▶ _GIVEN RECORDS_
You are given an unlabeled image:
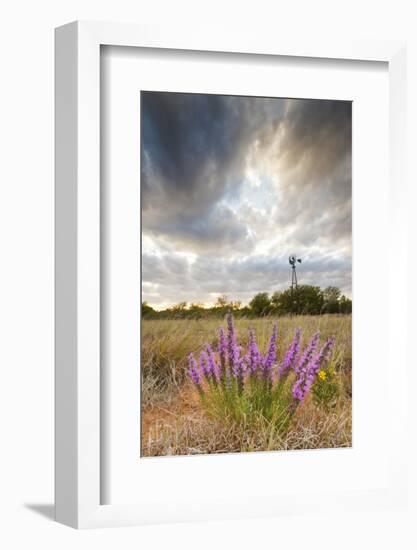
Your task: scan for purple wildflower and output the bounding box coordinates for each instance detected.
[248,329,261,375]
[292,335,335,402]
[304,337,335,395]
[218,327,227,385]
[200,351,211,381]
[294,332,320,374]
[188,353,203,394]
[278,328,301,379]
[207,345,220,383]
[262,323,278,380]
[226,313,240,372]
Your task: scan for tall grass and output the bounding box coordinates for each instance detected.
[141,315,351,456]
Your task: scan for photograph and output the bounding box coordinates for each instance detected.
[140,90,352,458]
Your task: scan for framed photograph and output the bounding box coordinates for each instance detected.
[56,22,406,528]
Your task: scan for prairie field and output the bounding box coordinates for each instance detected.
[140,314,352,457]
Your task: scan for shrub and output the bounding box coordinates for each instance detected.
[189,314,335,433]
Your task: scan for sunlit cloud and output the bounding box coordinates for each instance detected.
[141,92,352,308]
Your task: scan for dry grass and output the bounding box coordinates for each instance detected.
[141,315,352,456]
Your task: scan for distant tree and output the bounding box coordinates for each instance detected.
[168,302,187,319]
[187,303,206,319]
[323,286,341,313]
[142,302,158,319]
[271,285,323,315]
[249,292,271,317]
[214,294,229,309]
[339,295,352,314]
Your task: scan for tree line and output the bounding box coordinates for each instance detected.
[142,285,352,319]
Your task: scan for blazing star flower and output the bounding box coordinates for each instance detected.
[226,313,240,372]
[218,327,227,385]
[292,337,335,402]
[262,323,278,380]
[248,329,261,375]
[278,328,301,379]
[200,351,212,381]
[188,353,203,394]
[294,332,320,374]
[207,345,220,383]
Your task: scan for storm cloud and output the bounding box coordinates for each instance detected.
[141,92,352,308]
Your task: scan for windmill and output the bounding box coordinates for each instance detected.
[288,254,301,311]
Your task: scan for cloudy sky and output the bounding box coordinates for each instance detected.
[141,92,352,309]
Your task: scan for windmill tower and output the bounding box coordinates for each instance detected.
[288,254,301,311]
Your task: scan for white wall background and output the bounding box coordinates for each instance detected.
[0,0,417,550]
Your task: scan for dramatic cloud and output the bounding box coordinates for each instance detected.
[141,92,351,307]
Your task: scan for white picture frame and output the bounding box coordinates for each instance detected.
[55,22,406,528]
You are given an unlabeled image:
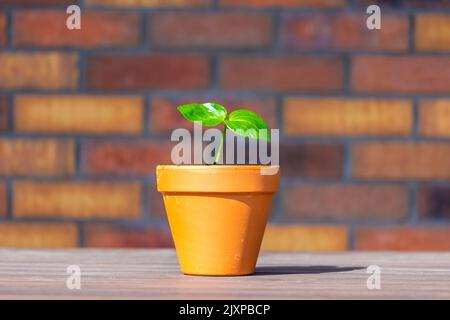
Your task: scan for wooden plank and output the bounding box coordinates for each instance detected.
[0,249,450,299]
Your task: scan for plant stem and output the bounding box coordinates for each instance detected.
[214,124,227,164]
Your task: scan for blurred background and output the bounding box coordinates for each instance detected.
[0,0,450,251]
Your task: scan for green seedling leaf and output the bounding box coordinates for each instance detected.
[178,102,227,126]
[225,109,270,141]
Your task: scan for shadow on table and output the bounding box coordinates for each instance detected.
[254,266,366,276]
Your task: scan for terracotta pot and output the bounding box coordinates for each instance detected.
[157,165,280,276]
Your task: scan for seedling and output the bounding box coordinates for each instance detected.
[178,102,270,164]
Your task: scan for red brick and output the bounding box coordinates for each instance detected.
[12,181,141,219]
[81,140,172,176]
[280,143,343,179]
[0,223,79,248]
[351,56,450,94]
[14,10,139,48]
[0,11,7,47]
[281,13,408,51]
[220,0,345,8]
[14,94,144,134]
[220,55,343,92]
[352,142,450,180]
[414,14,450,51]
[0,96,9,132]
[149,12,272,48]
[283,184,408,221]
[0,52,78,90]
[149,95,278,133]
[0,181,7,217]
[356,226,450,251]
[86,0,212,8]
[417,185,450,219]
[0,138,75,176]
[85,224,173,248]
[87,54,210,90]
[419,99,450,138]
[283,97,413,136]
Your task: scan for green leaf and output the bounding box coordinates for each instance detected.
[177,102,227,126]
[225,110,270,141]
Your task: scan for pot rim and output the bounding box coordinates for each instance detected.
[156,165,280,193]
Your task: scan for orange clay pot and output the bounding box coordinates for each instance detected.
[157,165,280,276]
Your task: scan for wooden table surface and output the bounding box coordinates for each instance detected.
[0,249,450,299]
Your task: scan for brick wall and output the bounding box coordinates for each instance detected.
[0,0,450,251]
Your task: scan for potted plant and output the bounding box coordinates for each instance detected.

▶ _EXERCISE REQUIREMENTS_
Rewrite every line in the stretch of items from the line containing "Your task: scan for cloudy" through the line containing "[178,102,270,164]", including the lines without coordinates, and shift each number in the bounding box coordinates up by 40. Leave the pictures out of your answer.

▶ _ANSWER TO THE EXERCISE_
Your task: scan for cloudy sky and output the bounding box coordinates for each instance detected.
[181,132,392,349]
Your task: scan for windmill tower and output the bounding box coordinates for each instance detected.
[328,294,341,351]
Your task: scan for white wall background and output the bounding box coordinates for each instance detected.
[40,40,457,590]
Your task: scan for dramatic cloud and output the bounding box coordinates for each instance detected.
[181,132,391,347]
Your task: scan for white picture frame and output the bounding box coordinates for each instance detected.
[95,62,446,568]
You are given an unlabeled image:
Your task: scan for wooden plank and output the bounding box coordinates for each instance detected.
[40,289,490,339]
Your task: scan for plant stem and output the bounding box coordinates for each instance detected.
[254,164,267,204]
Your task: scan for blurred background and output the bounding box coordinates for each instance detected.
[40,40,490,291]
Your task: scan for green seedling leaf and output the bounding box coordinates for each instance detected.
[218,142,267,166]
[265,149,310,181]
Your task: scan for shadow on table and output the bounding box coordinates for each instance detected.
[294,306,406,316]
Your task: scan for terracotta pot and output the bounding box coordinates for each instance detected.
[197,205,320,316]
Your task: scan for seedling and output the bounding box coordinates for each instance detected.
[218,142,310,204]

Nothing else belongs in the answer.